▶ [DATA PROVIDED]:

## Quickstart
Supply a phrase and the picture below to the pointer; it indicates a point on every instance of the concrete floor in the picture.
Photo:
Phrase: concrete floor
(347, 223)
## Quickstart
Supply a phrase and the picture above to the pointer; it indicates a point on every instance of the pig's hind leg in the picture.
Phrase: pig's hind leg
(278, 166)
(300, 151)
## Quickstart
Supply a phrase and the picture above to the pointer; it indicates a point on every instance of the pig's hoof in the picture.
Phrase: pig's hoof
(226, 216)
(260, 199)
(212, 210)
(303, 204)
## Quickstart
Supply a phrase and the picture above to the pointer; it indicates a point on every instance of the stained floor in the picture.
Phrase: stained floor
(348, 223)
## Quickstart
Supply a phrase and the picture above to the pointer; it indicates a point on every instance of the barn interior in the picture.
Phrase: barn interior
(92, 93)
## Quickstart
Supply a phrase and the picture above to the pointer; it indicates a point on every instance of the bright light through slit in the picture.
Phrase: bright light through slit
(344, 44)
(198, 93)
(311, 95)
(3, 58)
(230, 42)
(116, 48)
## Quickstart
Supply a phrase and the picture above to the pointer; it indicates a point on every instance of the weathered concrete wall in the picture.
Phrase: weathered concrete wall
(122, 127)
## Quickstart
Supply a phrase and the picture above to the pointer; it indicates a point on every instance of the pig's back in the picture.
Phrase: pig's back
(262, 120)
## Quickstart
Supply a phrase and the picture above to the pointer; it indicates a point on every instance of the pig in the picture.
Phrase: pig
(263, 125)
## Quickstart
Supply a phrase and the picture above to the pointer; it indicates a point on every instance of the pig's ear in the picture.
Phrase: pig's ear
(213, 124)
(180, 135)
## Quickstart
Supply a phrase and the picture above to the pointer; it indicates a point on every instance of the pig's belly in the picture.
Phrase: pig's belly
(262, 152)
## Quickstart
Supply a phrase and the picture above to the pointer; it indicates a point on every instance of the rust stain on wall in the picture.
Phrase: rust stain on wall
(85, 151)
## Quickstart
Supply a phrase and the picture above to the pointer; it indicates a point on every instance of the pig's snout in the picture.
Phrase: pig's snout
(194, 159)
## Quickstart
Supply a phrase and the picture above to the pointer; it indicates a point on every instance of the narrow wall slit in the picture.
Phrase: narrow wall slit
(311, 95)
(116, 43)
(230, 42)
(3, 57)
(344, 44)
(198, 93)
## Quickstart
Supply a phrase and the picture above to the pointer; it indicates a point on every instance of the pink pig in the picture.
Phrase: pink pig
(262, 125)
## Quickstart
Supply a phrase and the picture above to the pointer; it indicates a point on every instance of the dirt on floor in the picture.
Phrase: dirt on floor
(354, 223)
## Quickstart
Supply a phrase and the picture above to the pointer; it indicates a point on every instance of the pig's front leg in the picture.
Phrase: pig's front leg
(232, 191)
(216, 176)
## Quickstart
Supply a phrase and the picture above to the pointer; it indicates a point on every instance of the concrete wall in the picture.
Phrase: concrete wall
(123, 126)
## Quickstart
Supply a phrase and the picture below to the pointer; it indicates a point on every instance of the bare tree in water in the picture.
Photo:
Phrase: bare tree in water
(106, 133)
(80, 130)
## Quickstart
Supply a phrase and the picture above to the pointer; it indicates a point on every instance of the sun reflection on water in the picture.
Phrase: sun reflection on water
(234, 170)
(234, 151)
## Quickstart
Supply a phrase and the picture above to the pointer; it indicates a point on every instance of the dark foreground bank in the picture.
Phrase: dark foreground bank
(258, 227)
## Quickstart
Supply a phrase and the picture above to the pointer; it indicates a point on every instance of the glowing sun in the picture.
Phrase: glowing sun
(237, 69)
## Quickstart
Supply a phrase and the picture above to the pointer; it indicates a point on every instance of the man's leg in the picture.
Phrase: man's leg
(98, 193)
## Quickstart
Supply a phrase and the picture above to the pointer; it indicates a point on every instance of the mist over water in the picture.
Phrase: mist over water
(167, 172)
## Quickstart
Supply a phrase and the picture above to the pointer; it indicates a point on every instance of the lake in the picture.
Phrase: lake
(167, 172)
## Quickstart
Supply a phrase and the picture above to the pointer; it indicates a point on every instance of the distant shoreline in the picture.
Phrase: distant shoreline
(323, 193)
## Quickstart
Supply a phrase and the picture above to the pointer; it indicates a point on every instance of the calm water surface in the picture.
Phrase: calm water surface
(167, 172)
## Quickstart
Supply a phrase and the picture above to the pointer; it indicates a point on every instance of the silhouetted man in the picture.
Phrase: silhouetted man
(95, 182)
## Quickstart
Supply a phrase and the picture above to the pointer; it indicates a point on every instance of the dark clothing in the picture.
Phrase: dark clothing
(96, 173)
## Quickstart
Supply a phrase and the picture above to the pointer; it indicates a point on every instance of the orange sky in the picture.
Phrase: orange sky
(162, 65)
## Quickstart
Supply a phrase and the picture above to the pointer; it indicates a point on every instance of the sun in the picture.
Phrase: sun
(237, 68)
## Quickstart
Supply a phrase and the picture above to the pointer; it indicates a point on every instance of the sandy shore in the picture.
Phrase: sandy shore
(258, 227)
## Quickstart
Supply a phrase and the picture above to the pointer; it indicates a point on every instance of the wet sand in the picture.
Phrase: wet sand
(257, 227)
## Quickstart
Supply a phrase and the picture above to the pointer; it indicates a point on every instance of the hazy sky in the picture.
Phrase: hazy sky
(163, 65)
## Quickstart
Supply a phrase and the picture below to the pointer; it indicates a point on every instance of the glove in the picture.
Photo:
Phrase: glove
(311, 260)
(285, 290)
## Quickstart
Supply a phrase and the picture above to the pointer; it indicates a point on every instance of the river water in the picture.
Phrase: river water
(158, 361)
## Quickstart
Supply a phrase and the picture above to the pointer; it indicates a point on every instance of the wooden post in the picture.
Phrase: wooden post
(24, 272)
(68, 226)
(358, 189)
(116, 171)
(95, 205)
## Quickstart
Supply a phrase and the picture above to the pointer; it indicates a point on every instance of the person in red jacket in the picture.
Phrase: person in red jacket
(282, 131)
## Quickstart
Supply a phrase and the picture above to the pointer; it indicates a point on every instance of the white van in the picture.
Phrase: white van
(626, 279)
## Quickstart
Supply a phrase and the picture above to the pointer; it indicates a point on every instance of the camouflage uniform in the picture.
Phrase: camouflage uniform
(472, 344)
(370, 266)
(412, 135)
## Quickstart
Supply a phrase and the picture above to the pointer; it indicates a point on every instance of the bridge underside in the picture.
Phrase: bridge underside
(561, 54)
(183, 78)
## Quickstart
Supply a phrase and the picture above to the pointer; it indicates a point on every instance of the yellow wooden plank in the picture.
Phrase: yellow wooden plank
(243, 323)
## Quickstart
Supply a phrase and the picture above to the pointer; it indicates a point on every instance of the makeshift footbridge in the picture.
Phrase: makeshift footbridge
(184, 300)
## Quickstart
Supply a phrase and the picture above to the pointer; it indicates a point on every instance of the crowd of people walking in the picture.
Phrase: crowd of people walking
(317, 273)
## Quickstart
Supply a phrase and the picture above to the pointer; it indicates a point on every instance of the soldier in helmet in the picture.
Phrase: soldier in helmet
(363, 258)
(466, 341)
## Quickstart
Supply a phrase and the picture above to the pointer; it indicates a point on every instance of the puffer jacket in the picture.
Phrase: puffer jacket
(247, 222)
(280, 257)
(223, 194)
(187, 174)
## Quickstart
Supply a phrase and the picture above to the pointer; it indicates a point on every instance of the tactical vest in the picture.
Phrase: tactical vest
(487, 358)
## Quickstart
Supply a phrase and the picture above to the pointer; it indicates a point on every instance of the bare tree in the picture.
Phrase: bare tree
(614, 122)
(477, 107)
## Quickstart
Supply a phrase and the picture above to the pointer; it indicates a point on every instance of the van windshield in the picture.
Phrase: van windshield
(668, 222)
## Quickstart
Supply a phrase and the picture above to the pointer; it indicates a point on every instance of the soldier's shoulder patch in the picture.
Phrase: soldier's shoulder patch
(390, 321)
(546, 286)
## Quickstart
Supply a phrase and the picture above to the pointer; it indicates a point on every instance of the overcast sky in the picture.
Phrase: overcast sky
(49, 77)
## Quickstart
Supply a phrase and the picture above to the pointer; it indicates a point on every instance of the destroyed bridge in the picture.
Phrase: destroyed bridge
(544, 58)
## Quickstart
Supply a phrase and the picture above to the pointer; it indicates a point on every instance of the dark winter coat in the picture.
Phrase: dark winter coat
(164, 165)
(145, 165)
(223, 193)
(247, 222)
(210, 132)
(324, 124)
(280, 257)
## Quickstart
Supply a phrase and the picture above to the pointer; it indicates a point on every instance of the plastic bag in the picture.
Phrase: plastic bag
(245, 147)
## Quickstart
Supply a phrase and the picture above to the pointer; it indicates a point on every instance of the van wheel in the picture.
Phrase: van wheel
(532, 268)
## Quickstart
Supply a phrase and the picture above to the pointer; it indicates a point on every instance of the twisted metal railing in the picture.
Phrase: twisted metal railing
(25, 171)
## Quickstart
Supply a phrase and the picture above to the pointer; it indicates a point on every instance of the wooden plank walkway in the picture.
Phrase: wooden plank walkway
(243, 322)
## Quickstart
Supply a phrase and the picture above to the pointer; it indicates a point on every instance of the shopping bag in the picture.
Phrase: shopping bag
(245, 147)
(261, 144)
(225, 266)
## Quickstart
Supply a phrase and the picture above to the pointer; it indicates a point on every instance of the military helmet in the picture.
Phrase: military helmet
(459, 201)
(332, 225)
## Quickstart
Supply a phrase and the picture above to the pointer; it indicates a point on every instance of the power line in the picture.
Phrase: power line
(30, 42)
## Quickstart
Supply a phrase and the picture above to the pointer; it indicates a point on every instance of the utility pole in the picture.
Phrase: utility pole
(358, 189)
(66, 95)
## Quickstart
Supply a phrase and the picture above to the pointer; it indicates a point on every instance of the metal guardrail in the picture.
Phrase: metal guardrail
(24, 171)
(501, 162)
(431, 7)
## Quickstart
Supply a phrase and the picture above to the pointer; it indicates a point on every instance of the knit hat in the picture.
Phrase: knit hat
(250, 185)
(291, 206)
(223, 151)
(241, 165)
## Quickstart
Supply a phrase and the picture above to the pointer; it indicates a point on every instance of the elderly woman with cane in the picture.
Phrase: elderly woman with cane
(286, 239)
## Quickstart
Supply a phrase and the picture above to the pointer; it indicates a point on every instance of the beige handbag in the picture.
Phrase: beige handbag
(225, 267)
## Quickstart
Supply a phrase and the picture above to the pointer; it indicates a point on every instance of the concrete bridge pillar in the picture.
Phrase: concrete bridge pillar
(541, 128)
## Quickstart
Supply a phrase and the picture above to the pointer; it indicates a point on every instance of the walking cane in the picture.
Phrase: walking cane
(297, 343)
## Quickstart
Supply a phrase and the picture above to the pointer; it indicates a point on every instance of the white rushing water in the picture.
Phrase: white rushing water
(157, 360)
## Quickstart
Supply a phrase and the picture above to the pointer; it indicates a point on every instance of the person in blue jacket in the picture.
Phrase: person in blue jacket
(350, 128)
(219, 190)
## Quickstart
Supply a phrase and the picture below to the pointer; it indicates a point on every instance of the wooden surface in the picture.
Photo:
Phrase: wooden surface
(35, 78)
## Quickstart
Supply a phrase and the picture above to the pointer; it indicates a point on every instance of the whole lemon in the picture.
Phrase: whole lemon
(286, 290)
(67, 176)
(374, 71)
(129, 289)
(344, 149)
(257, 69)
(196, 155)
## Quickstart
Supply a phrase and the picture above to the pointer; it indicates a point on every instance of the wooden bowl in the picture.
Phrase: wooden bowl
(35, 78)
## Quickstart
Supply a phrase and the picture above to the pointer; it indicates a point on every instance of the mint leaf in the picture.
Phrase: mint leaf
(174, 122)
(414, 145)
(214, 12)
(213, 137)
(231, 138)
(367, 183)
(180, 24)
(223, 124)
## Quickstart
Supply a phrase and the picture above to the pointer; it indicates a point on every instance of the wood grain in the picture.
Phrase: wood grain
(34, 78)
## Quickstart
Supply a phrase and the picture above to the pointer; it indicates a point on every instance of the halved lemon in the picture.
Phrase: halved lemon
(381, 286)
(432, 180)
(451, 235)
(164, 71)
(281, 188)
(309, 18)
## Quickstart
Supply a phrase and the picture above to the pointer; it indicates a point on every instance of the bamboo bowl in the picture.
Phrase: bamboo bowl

▶ [TASK TO COMPLETE]: List every line in the records above that contains the word "back", matching case exactly.

▶ [SOLUTION]:
Supply a phrase and the picture above to the pointer; it indicates a point on every instance of the pig's back in the picture.
Phrase: pig's back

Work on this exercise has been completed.